12. BİZ rüzgarı Süleyman[ın emrin]e verdik: sabahki hareketi bir aylık yolculuk [mesafesinde], akşamki hareketi de bir aylık [mesafede tamamlanan] rüzgarı. (14) Ve erimiş bakır menbaını o'nun buyruğu altında (15) akıttık; görünmeyen varlıklardan bir kısmı [da] Rablerinin izniyle o'nun için (16) çalış[maya mecbur kılın]dılar; ve hangisi emrimizden çıktıysa ona yakıcı ateşin azabını tattırırdık:

14 - Karş. 21:81 ve buna ait not 75. Hz. Süleyman'ın kişiliği ile ilgili menkıbelerin daha genel bir açıklaması için bkz. 21:82, not 77.

15 - Lafzen, "o'nun için": burada, muhtemelen Hz. Süleyman'ın, Kitâb-ı Mukaddes'e göre (karş. II Tarihler, iv) yeni inşa edilen mâbedi için yaptırdığı çok sayıdaki bakır ve pirinç malzemeye işaret edilmektedir.

16 - Lafzen, "elleri arasında", yani o'nun iradesine tâbi olarak: bkz. 21:82 ve notlar 76 ve 77. Cinn'i "görünmeyen varlıklar" olarak çevirmem konusunda bkz. Ek III.

* _Veri listesi_
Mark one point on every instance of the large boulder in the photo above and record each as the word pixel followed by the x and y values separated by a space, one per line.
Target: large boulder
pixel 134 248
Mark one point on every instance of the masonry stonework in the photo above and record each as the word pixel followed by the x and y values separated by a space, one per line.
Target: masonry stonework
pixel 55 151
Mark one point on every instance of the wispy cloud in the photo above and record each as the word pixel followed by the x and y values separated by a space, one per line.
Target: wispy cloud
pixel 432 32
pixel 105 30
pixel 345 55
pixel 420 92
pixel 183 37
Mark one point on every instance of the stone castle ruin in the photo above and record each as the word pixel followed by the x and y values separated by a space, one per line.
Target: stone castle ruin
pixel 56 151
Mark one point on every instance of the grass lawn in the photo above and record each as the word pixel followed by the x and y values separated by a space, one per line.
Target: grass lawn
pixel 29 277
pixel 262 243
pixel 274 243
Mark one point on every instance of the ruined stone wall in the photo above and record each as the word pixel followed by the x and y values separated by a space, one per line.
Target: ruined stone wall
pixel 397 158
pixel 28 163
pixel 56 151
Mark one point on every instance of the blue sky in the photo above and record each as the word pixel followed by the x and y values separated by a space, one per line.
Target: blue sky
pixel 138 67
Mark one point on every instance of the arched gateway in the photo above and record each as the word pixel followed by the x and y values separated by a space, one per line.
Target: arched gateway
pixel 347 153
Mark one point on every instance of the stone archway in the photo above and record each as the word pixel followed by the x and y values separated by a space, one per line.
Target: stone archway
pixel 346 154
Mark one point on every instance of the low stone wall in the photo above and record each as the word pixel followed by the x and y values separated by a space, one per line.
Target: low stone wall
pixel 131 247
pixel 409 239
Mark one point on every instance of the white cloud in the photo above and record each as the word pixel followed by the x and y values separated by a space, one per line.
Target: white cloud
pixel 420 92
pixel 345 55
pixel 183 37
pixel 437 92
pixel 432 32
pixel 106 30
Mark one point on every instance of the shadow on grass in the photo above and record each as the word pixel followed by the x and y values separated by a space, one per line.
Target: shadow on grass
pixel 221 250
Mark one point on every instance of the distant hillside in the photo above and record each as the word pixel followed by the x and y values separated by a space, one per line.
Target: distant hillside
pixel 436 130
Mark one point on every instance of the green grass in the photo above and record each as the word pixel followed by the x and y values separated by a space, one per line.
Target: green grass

* _Yapılacak iş_
Hz. Süleyman'a boyun eğdirilen rüzgârı anlatan ayet ve notlarını kaldığı yerden sürdürün.

* _Görevin cevabı_
13. o'nun için isteğine göre mâbedler, heykeller, büyük tekneler kadar [geniş] havuzlar ve sağlamca tesbit edilmiş (17) kazanlar yaptılar. [Ve dedik ki:] "Ey Davud kavmi, [Bana karşı] şükür (duygusu) içinde çalışın; (18) ve [unutmayın ki] kullarım arasında [bile] (19) hakkıyla şükredenler çok azdır!"

17 - Yani, büyük bir hacme sahip olmalarından dolayı. Karş. melek heykellerinin ("tasvirlerinin") anlatıldığı II Tarihler iii, 10-13 ve oniki mermer sütun üzerinde duran ve "hahamların içinde yıkandıkları" (aynı yer, iv, 6) suyun konulmasına yarayan dev boyutlu bir "sıvı denizi"ni (yani, "havuzunu") tasvir eden iv, 2-5. "Mâbedler" ise, yeni inşa edilen mâbedin çeşitli salonlarıdır.

18 - Görünüşte Hz. Davud'un "ailesi"ne veya "kavmi"ne hitab eden bu sözler, aslında her dönemdeki bütün müminler için bir uyarıdır. Çünkü onların tümü, manevî anlamda, "Hz. Davud'un kavmi"dir.

19 - Yani, kendilerini Allah'ın kulu olarak görenler arasında bile. Çünkü "[Allah'a] gerçekten şükredici olan, yalnızca, Allah'a yeterli şükürde bulunamayacağını anlayan kişidir" (Zemahşerî).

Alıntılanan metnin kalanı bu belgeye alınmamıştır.